_Problem to work on_
Copy the listing below word for word, leaving out the pictures.

---------- Stored rows

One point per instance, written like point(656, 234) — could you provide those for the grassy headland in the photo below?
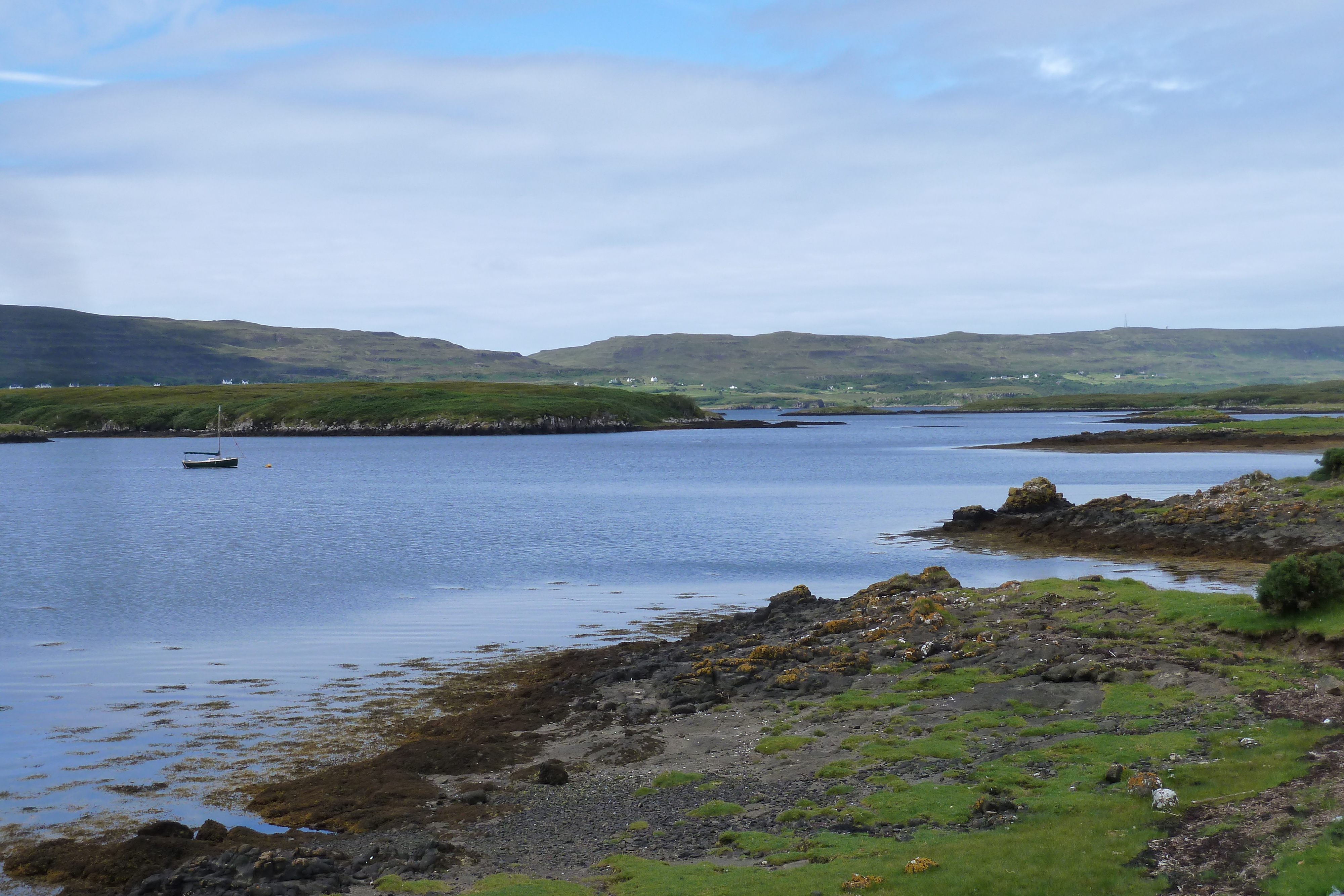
point(839, 410)
point(1013, 735)
point(1290, 433)
point(1327, 395)
point(11, 433)
point(280, 406)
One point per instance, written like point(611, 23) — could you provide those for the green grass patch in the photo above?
point(1066, 727)
point(838, 769)
point(716, 808)
point(193, 408)
point(1143, 700)
point(1314, 871)
point(941, 745)
point(394, 885)
point(525, 886)
point(776, 743)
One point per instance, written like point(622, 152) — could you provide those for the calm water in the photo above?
point(130, 582)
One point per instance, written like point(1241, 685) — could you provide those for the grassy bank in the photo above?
point(1326, 395)
point(193, 408)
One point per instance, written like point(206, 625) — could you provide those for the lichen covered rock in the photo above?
point(1036, 496)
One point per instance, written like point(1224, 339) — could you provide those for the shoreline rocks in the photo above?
point(1252, 518)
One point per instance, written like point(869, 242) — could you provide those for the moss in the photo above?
point(778, 743)
point(678, 778)
point(839, 769)
point(394, 885)
point(373, 403)
point(716, 808)
point(525, 886)
point(1143, 700)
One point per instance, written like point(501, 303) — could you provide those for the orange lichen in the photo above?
point(861, 882)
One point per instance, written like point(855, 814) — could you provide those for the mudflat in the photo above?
point(915, 737)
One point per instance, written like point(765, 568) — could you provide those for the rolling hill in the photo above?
point(1122, 359)
point(57, 346)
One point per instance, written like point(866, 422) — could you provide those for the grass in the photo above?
point(1290, 425)
point(1073, 827)
point(394, 885)
point(776, 743)
point(193, 408)
point(1327, 393)
point(1142, 700)
point(525, 886)
point(1316, 870)
point(1187, 610)
point(716, 808)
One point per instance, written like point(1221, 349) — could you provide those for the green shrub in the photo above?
point(1333, 465)
point(1302, 584)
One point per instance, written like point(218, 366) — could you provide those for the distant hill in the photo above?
point(57, 346)
point(1144, 359)
point(1310, 397)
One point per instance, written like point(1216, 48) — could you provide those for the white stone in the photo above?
point(1165, 799)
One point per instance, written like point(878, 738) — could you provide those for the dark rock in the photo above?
point(974, 514)
point(553, 773)
point(166, 829)
point(794, 597)
point(1036, 496)
point(212, 831)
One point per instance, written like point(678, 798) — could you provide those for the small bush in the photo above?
point(1333, 465)
point(677, 778)
point(1302, 584)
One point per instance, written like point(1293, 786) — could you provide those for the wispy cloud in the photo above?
point(1050, 166)
point(46, 81)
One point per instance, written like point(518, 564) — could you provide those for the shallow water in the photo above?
point(132, 585)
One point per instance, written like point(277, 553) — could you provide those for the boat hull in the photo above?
point(210, 465)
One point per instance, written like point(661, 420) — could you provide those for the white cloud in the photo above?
point(533, 203)
point(46, 81)
point(1053, 65)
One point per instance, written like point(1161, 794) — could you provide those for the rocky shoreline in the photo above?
point(915, 714)
point(1175, 438)
point(540, 426)
point(1252, 518)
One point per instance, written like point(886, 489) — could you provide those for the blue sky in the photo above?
point(525, 174)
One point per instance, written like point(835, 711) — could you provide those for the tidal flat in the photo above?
point(869, 481)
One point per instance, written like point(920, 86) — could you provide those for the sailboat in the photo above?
point(217, 457)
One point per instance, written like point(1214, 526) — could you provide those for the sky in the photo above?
point(522, 174)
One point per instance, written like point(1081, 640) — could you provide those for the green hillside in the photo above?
point(1311, 395)
point(58, 347)
point(54, 346)
point(960, 366)
point(260, 406)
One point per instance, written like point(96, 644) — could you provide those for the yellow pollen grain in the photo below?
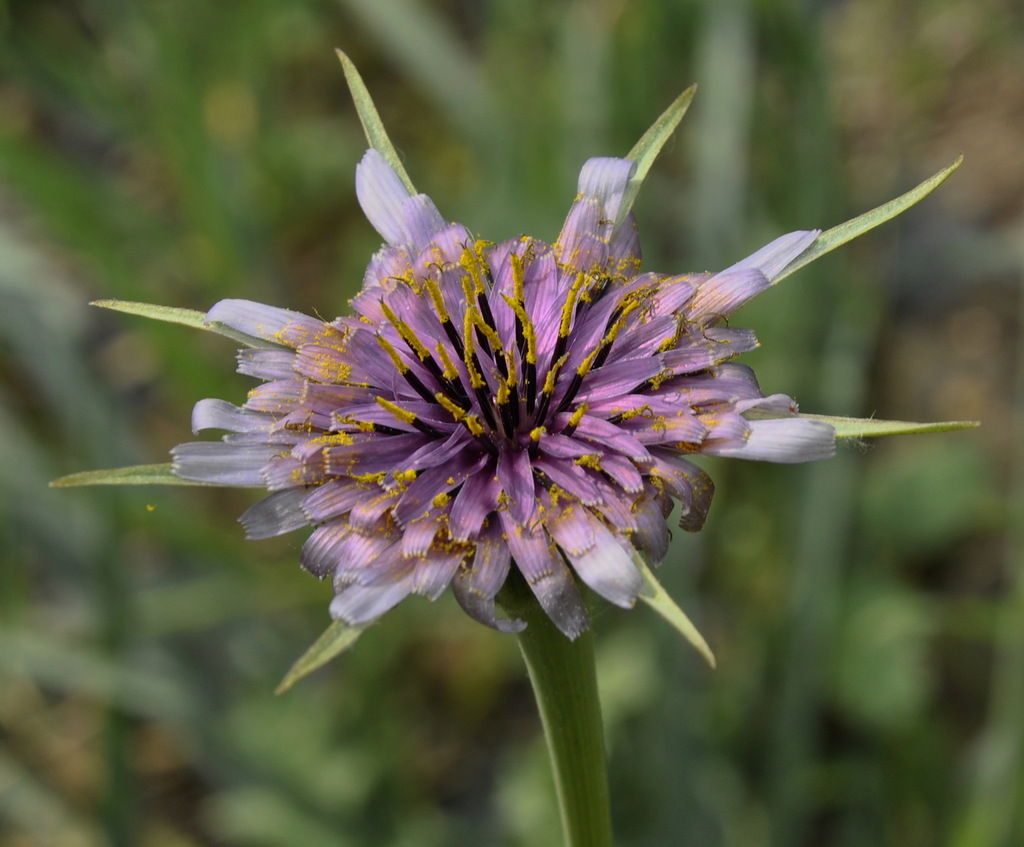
point(578, 415)
point(407, 333)
point(450, 406)
point(527, 327)
point(549, 380)
point(436, 299)
point(475, 377)
point(391, 351)
point(448, 366)
point(400, 414)
point(569, 304)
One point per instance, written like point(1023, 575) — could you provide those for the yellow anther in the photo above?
point(578, 416)
point(549, 380)
point(450, 405)
point(527, 327)
point(448, 366)
point(569, 304)
point(400, 414)
point(407, 333)
point(475, 377)
point(436, 298)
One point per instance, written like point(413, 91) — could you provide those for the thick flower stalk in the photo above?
point(498, 406)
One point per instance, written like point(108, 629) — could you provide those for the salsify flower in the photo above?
point(489, 407)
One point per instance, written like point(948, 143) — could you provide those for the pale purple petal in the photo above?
point(269, 323)
point(772, 258)
point(274, 515)
point(215, 414)
point(786, 440)
point(434, 573)
point(515, 474)
point(605, 179)
point(225, 464)
point(476, 584)
point(400, 218)
point(548, 576)
point(606, 566)
point(360, 604)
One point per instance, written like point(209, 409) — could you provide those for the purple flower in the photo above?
point(489, 407)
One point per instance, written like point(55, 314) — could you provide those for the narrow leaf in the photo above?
point(373, 126)
point(186, 318)
point(658, 599)
point(871, 428)
point(646, 150)
point(839, 236)
point(135, 475)
point(336, 638)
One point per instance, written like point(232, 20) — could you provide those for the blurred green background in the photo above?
point(867, 612)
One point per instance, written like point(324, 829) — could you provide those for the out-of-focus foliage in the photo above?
point(867, 612)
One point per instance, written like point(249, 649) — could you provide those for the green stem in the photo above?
point(564, 683)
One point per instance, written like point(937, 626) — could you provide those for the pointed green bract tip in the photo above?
point(336, 639)
point(646, 150)
point(373, 126)
point(659, 600)
point(135, 475)
point(844, 233)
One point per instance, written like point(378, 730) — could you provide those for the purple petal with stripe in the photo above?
point(476, 585)
point(548, 576)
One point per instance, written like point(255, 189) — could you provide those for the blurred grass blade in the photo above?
point(186, 318)
point(657, 598)
point(135, 475)
point(839, 236)
point(871, 428)
point(336, 638)
point(646, 150)
point(373, 126)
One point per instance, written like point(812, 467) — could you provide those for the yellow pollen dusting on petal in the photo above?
point(569, 304)
point(578, 415)
point(448, 366)
point(391, 351)
point(549, 380)
point(436, 299)
point(407, 332)
point(591, 460)
point(642, 412)
point(333, 439)
point(475, 377)
point(400, 414)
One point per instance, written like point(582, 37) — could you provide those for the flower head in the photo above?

--------------------

_Output of the exercise_
One point per instance, written like point(656, 234) — could you provide those for the grassy headland in the photo below?
point(839, 410)
point(1013, 735)
point(1290, 433)
point(1327, 395)
point(11, 433)
point(280, 406)
One point per instance, written like point(611, 23) — could you provide those for the green grass patch in the photo above?
point(1066, 727)
point(838, 769)
point(716, 808)
point(193, 408)
point(1143, 700)
point(1314, 871)
point(941, 745)
point(394, 885)
point(525, 886)
point(776, 743)
One point per instance, written like point(622, 152) — could you provide those for the calm water in the photo above?
point(130, 582)
One point per instance, written like point(1241, 685) — could you provide those for the grassy bank in the photo above?
point(1326, 395)
point(193, 408)
One point per instance, written like point(206, 625) — could you provide those for the lichen covered rock in the photo above?
point(1036, 496)
One point per instance, written like point(1224, 339) — could you provide those for the shoreline rocks in the photo above?
point(1252, 518)
One point per instance, written like point(869, 242) — could you provide those for the moss in the photo above?
point(778, 743)
point(678, 778)
point(839, 769)
point(394, 885)
point(373, 403)
point(716, 808)
point(525, 886)
point(1143, 700)
One point per instance, written like point(501, 303) — could you provide those for the orange lichen in the photo above?
point(861, 882)
One point per instance, written like point(855, 814) — could you provide those for the mudflat in the photo above?
point(915, 737)
One point per instance, written like point(765, 568) — could you provide those for the rolling hill in the photo above?
point(1122, 359)
point(57, 346)
One point per instance, written like point(866, 422) — could you provide those for the grass in the photo above?
point(1290, 425)
point(1073, 827)
point(394, 885)
point(776, 743)
point(193, 408)
point(1327, 393)
point(1142, 700)
point(525, 886)
point(1316, 870)
point(1187, 610)
point(716, 808)
One point per instance, written like point(1221, 349) — could you provide those for the green shrub in the photo above?
point(1333, 465)
point(1302, 584)
One point per instance, written like point(218, 366) — could you provide those for the distant hill in the photo above?
point(57, 346)
point(1144, 359)
point(1310, 397)
One point per instance, written like point(1216, 48) — could you provide those for the white stone in the photo above?
point(1165, 799)
One point per instance, written like point(878, 738) — could you provide those for the dark rock in the photo above?
point(974, 514)
point(553, 773)
point(166, 829)
point(794, 597)
point(1036, 496)
point(212, 831)
One point per instance, written like point(678, 798) — could you provide those for the small bush in the photo above?
point(1333, 465)
point(677, 778)
point(1302, 584)
One point per instance, written like point(1293, 786) — could you provide those for the wispy cloud in the photo above?
point(1050, 166)
point(46, 81)
One point per instance, written like point(518, 564) — could you provide those for the shallow water in the photo above?
point(132, 585)
One point per instance, written like point(277, 553) — could you provide those for the boat hull in the photo above?
point(210, 465)
One point per instance, written like point(661, 420) — could you provide those for the white cloud in the photo above?
point(533, 203)
point(46, 81)
point(1053, 65)
One point per instance, written like point(1161, 794) — could you provide those for the rocky shoreline in the photo above?
point(915, 714)
point(1175, 438)
point(540, 426)
point(1252, 518)
One point per instance, written like point(886, 489) — could you provide those for the blue sky in the photo above?
point(525, 174)
One point per instance, written like point(835, 711) — could you provide those for the tidal flat in the photo above?
point(869, 481)
One point per instance, written like point(920, 86) — could you provide those for the sailboat in the photo above?
point(217, 457)
One point per instance, written like point(1214, 526) — could you provide those for the sky in the photo above?
point(522, 174)
One point per instance, written like point(1081, 640) — could you provide those for the green hillside in the photo above?
point(1311, 395)
point(58, 347)
point(54, 346)
point(960, 366)
point(260, 406)
One point per instance, written like point(96, 644) — could you provide those for the yellow pollen grain in the photo below?
point(578, 415)
point(407, 333)
point(450, 406)
point(527, 327)
point(549, 380)
point(436, 299)
point(475, 377)
point(391, 351)
point(448, 366)
point(400, 414)
point(569, 304)
One point per instance, written like point(1023, 575) — could you provide those for the yellow anther in the photo above?
point(578, 416)
point(549, 380)
point(450, 405)
point(527, 327)
point(448, 366)
point(569, 304)
point(400, 414)
point(407, 333)
point(475, 377)
point(436, 298)
One point per instance, written like point(413, 91) — could you provide those for the thick flower stalk in the photo above?
point(498, 406)
One point per instance, written like point(108, 629) — could you provide those for the salsify flower in the photo above?
point(489, 407)
One point per instance, written like point(948, 143) — could you provide those for the pale purple petal in the photo above?
point(269, 323)
point(772, 258)
point(274, 515)
point(215, 414)
point(786, 440)
point(434, 573)
point(515, 474)
point(605, 179)
point(225, 464)
point(476, 584)
point(400, 218)
point(548, 576)
point(606, 566)
point(360, 604)
One point per instance, written like point(209, 409) — could you provide those for the purple flower in the photo above?
point(489, 407)
One point per instance, written like point(55, 314) — could you provide those for the narrow leaf in the photo above?
point(373, 126)
point(186, 318)
point(658, 599)
point(871, 428)
point(646, 150)
point(839, 236)
point(135, 475)
point(336, 638)
One point per instance, written like point(232, 20) — could you provide those for the blurred green background in the photo above?
point(867, 612)
One point per instance, written like point(324, 829) — could you provide those for the out-of-focus foliage in the photo above?
point(867, 612)
One point per instance, written like point(249, 649) — could you provide those for the green stem in the photo above?
point(564, 683)
One point per instance, written like point(937, 626) — could you provide those for the pointed green bract tip in the photo above?
point(336, 639)
point(646, 150)
point(373, 126)
point(659, 600)
point(135, 475)
point(844, 233)
One point per instance, written like point(378, 730) — could you provide those for the purple petal with stripe in the photo above?
point(476, 585)
point(548, 576)
One point per instance, written like point(255, 189) — could you provide those for the blurred grass blade in the photo above?
point(186, 318)
point(657, 598)
point(135, 475)
point(839, 236)
point(871, 428)
point(336, 638)
point(646, 150)
point(373, 126)
One point per instance, written like point(812, 467) — could you provide those for the yellow pollen dusting on petal in the photo above?
point(569, 304)
point(578, 415)
point(448, 366)
point(391, 351)
point(549, 380)
point(436, 299)
point(407, 332)
point(591, 460)
point(642, 412)
point(333, 439)
point(475, 377)
point(400, 414)
One point per instance, written like point(582, 37) — could you provide those for the flower head in the photo above?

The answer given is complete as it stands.